Pick out every line in the material below that contains the word "green" and copy each of those lines. Case counts.

Record set:
== == ==
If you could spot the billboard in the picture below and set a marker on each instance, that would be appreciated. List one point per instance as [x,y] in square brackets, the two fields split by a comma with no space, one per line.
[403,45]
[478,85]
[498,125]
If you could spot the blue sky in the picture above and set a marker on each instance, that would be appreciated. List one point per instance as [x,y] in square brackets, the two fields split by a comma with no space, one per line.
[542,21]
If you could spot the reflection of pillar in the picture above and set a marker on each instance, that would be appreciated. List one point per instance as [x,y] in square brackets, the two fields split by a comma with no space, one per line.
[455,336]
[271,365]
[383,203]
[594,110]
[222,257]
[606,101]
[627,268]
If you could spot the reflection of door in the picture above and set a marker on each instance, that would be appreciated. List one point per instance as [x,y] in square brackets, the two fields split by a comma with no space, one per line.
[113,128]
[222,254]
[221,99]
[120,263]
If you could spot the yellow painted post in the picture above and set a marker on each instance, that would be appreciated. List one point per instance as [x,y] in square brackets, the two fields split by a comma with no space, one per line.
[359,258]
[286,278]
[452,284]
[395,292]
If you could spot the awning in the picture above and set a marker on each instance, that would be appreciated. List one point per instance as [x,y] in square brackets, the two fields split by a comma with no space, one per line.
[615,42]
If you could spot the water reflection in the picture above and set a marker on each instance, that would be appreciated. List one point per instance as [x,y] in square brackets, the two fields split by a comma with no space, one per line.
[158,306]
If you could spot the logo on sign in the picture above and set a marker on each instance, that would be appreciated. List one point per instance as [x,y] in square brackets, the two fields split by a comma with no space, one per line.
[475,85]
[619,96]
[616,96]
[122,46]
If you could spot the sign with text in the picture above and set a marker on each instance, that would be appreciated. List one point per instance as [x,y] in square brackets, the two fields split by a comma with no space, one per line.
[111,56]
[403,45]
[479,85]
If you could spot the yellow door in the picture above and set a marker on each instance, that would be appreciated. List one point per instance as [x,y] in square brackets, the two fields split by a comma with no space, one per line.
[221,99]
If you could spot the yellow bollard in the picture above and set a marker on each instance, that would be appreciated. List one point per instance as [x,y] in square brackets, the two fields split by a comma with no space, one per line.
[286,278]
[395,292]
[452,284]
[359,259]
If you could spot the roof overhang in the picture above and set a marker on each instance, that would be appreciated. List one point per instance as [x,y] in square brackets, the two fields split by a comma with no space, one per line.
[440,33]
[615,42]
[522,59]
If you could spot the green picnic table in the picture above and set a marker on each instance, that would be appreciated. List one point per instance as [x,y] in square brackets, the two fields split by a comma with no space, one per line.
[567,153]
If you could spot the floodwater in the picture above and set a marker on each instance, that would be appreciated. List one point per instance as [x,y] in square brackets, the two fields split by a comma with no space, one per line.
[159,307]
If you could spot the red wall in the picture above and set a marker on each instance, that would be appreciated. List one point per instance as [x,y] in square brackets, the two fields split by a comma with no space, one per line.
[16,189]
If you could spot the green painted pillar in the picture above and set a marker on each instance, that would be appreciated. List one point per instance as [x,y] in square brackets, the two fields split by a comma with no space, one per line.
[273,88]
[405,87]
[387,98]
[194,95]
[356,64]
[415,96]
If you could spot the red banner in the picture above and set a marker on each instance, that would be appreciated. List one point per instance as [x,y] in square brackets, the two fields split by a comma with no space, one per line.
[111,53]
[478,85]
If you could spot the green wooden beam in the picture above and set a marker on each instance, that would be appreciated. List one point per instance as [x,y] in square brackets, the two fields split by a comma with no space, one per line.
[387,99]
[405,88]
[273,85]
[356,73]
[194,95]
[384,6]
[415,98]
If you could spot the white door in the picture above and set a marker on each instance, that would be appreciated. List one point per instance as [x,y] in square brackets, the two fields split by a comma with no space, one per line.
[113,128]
== == ==
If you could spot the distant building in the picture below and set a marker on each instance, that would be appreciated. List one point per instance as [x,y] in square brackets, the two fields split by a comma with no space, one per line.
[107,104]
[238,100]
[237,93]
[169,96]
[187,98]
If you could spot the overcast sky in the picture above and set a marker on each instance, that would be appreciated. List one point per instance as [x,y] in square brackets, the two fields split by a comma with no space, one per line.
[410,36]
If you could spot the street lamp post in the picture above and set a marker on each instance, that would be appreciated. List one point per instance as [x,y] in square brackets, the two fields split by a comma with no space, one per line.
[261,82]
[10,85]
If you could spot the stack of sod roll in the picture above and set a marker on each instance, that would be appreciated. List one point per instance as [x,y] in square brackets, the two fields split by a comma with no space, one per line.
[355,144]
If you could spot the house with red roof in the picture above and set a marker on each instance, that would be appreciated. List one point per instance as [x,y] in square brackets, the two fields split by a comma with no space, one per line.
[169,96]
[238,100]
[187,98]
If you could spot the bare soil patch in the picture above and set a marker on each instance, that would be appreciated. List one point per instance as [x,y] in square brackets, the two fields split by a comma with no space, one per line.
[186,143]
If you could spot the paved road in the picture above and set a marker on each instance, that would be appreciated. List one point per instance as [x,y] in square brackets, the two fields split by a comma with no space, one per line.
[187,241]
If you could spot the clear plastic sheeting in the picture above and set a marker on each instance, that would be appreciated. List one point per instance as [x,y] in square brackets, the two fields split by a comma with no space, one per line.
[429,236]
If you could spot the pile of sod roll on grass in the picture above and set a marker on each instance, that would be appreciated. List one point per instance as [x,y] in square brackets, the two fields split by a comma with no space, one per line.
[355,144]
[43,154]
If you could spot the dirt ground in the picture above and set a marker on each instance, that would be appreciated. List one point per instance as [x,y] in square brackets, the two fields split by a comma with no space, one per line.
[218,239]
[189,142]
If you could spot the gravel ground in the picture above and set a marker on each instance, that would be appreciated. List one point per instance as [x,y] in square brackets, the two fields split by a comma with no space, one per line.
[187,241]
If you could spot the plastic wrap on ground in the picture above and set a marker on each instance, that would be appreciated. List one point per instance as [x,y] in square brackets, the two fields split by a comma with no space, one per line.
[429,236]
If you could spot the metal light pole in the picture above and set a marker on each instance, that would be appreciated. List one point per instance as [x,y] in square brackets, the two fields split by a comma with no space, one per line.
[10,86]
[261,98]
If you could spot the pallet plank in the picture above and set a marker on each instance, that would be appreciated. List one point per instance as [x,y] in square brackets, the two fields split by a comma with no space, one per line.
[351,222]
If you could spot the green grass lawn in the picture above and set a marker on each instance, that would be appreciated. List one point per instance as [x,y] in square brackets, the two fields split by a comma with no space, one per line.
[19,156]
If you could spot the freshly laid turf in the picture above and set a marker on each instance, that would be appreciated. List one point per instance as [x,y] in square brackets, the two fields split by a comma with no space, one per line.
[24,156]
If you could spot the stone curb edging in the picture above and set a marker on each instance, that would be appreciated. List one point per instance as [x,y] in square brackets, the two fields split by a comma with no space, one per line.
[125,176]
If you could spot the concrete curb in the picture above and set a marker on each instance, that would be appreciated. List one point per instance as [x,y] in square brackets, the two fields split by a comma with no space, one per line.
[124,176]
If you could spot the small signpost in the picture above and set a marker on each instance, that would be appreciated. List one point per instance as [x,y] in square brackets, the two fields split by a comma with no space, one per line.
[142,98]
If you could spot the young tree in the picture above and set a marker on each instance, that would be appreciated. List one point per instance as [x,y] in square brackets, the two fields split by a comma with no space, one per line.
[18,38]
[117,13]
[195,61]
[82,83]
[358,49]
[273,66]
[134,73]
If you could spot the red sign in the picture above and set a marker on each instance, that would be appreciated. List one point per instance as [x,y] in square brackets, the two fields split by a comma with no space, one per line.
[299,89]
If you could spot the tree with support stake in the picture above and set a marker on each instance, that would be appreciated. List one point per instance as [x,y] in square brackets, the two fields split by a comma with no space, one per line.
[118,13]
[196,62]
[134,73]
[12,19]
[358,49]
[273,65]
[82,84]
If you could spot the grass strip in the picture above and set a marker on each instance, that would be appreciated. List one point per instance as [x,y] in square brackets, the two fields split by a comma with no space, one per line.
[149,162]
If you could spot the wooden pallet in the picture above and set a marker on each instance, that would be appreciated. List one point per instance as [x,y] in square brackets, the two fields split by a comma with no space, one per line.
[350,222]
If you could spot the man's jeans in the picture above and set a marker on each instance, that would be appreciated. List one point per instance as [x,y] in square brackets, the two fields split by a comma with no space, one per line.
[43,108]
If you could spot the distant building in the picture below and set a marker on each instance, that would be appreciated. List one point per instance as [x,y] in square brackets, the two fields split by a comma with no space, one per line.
== == ==
Completed exercise:
If you could spot the green picnic table in the picture above and set a marker on each instance, that would be appreciated. List one point per instance as [x,y] in square brackets, the two fields split by a comma with no space, one per line.
If you could spot the green painted pillar in the picture above and set a marker on each instance, that would be appreciated. List one point per instance as [x,y] in square brackets, the two fields split by a comma with no space, one per line.
If you could spot the green wooden beam in the picture above and set a marker on each instance, that would be appreciated. List one point per instance as [x,y] in square brackets, the two fields split by a comma with no space, one per line.
If you could spot the green grass lawn in the picture above and set a marker on each instance, that would be appreciated. List one point per instance as [x,y] in square brackets, the two fields split by a comma with no space, one per line.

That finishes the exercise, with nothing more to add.